Pull out each line in the records below that contains the string "nike". Match case: a line counts only if the capitalization is the same.

** Start of DATA EXCERPTS **

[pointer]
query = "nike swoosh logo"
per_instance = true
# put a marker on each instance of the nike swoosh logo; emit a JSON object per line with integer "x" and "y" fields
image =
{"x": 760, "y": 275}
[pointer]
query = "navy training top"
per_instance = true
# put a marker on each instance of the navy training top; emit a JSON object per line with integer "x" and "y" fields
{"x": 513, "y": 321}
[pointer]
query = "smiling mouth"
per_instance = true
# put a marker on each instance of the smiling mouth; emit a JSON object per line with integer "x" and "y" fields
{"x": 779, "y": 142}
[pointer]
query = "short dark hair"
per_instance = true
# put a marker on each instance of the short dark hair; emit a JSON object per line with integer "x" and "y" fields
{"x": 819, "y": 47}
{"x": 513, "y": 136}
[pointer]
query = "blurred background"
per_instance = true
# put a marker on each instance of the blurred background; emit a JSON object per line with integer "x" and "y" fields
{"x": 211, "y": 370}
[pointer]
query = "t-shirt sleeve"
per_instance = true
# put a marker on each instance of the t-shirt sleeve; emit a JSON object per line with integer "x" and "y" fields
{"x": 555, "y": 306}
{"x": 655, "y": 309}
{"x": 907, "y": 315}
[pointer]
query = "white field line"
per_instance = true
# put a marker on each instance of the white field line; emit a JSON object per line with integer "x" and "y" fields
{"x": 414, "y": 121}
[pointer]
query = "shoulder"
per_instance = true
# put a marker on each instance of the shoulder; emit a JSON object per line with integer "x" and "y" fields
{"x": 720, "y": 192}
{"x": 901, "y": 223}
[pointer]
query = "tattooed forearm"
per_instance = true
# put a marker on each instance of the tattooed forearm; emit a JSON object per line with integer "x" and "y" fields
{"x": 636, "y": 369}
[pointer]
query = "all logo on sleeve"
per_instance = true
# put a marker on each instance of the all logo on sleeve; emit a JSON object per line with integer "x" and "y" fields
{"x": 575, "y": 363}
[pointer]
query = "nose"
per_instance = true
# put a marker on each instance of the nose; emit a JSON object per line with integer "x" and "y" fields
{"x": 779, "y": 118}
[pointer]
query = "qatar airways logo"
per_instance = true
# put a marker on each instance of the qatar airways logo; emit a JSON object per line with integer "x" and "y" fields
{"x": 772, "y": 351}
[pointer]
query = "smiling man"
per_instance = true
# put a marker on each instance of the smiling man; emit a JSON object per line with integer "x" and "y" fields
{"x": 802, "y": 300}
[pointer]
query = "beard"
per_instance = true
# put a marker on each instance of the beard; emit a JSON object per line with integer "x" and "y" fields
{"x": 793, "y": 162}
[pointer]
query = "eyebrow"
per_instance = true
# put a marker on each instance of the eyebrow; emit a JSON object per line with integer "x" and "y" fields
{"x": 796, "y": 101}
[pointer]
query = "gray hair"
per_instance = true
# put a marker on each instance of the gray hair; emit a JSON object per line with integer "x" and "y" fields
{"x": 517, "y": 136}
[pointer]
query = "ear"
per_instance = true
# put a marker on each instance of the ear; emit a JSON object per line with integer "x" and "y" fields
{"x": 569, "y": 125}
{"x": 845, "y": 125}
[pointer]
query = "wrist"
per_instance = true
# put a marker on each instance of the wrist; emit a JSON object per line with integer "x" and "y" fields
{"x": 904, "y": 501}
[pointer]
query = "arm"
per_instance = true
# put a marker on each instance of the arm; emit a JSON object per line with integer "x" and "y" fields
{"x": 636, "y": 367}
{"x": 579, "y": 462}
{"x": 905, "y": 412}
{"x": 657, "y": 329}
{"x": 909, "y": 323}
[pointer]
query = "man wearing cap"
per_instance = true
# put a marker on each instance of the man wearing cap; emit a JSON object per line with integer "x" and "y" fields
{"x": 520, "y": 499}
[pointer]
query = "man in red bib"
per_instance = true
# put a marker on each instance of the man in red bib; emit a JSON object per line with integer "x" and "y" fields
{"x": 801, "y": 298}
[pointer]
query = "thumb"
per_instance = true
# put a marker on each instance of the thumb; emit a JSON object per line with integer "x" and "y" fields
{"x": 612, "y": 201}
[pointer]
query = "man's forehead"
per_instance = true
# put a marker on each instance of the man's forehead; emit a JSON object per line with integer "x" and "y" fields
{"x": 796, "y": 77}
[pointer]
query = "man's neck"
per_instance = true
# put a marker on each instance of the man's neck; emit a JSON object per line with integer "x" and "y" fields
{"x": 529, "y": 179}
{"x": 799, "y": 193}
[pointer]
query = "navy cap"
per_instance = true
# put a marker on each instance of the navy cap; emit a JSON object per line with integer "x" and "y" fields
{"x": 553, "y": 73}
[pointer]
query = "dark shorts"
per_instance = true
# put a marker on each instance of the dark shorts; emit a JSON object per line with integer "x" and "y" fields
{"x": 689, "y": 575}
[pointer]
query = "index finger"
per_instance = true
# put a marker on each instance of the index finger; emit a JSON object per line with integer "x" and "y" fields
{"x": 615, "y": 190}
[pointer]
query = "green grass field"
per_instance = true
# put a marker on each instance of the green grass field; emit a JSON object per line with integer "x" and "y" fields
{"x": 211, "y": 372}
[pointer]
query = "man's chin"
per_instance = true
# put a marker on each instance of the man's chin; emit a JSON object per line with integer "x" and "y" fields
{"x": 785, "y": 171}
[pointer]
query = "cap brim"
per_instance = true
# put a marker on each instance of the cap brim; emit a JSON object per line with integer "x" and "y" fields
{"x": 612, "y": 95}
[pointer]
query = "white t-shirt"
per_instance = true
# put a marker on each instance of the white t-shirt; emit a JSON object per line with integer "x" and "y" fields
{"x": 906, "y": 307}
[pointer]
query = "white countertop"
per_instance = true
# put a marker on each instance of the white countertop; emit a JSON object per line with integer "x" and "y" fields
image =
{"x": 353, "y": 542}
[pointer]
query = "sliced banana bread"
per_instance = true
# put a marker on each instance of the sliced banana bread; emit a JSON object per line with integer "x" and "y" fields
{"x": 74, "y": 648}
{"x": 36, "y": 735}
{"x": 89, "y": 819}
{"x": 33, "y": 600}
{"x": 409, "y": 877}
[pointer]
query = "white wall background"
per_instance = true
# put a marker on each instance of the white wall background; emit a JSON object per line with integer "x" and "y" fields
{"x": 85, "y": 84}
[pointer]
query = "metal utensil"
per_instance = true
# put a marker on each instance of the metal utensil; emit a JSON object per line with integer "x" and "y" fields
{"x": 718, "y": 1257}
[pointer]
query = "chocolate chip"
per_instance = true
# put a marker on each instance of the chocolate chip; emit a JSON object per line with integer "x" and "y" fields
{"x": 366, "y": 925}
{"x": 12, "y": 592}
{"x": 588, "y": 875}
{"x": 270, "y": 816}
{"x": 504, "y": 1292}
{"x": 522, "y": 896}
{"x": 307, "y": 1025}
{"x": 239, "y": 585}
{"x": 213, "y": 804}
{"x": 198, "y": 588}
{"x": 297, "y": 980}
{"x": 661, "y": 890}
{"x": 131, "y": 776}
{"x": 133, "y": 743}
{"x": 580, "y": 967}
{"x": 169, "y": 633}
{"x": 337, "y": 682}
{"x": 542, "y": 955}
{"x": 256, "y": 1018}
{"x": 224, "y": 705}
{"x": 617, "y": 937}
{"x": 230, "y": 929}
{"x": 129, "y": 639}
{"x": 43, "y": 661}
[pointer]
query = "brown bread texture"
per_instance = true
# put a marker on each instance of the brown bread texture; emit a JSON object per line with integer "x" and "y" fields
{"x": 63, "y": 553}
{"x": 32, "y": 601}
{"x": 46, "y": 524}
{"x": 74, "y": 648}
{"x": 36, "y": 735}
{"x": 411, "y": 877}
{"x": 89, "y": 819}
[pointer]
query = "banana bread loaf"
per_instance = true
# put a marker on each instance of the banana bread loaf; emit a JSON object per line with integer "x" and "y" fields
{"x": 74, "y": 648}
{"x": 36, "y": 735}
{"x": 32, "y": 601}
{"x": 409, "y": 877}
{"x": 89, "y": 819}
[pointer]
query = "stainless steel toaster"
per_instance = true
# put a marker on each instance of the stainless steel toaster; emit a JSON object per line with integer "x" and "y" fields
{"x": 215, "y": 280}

** End of DATA EXCERPTS **

— CORRECT OUTPUT —
query = "nike swoosh logo"
# put a marker on each instance of the nike swoosh logo; emit a JSON object per line with integer "x" and "y" fields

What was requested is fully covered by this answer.